Task instructions »
Report back every line below that carries the word "tower".

BEGIN Records for the task

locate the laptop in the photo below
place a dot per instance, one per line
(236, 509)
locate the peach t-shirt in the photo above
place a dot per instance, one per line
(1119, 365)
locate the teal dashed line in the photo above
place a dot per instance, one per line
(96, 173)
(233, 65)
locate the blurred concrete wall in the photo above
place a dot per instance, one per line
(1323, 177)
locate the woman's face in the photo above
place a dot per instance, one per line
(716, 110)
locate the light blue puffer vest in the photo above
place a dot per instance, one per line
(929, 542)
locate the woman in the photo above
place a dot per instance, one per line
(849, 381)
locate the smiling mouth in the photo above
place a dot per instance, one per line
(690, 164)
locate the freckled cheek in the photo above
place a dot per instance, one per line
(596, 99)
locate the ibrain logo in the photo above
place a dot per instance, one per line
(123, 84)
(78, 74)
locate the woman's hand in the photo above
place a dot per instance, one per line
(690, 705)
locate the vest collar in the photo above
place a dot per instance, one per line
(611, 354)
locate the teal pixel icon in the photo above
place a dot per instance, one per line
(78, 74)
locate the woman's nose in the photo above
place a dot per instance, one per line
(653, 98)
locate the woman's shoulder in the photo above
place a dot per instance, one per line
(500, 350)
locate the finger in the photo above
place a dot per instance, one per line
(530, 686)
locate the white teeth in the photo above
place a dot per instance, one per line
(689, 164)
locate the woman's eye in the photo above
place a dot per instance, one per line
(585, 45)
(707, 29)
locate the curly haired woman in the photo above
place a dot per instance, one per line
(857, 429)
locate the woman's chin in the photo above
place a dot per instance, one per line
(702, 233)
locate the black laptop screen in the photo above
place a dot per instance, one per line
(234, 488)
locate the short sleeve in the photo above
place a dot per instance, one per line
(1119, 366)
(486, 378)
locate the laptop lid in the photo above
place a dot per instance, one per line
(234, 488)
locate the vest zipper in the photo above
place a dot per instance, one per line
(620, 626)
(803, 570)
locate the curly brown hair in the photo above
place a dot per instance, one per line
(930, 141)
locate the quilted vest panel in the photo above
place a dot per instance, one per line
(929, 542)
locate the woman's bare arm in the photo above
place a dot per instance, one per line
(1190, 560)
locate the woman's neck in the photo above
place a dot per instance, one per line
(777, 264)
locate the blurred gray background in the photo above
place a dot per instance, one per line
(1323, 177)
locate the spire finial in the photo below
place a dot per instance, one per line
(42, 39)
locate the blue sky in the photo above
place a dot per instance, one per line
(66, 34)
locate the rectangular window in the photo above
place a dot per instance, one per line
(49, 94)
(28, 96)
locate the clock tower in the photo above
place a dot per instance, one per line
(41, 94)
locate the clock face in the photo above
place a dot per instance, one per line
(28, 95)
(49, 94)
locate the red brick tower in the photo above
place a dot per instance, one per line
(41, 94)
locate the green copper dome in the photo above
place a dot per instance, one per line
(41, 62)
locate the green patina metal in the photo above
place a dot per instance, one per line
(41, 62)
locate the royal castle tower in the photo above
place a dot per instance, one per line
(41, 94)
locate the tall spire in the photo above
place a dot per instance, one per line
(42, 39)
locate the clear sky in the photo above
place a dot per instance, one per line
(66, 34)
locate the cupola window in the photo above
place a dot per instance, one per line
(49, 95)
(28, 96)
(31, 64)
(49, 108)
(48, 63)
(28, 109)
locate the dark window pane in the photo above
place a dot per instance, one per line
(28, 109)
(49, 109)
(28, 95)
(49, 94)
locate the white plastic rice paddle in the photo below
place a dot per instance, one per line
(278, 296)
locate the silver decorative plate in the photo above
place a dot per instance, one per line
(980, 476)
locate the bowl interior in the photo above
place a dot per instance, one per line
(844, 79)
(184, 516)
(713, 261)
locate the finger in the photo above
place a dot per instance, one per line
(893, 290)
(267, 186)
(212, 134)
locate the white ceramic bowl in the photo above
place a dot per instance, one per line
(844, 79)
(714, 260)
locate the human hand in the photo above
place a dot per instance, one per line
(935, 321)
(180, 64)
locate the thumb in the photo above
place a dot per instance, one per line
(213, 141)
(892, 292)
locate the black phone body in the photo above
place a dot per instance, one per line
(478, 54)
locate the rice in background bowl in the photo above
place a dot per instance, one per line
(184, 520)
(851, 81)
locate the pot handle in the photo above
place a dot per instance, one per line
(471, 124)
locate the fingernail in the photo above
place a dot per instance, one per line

END Records for the task

Answer box »
locate the clock tower in the photo above
locate the red brick tower in the photo above
locate the royal castle tower in the photo above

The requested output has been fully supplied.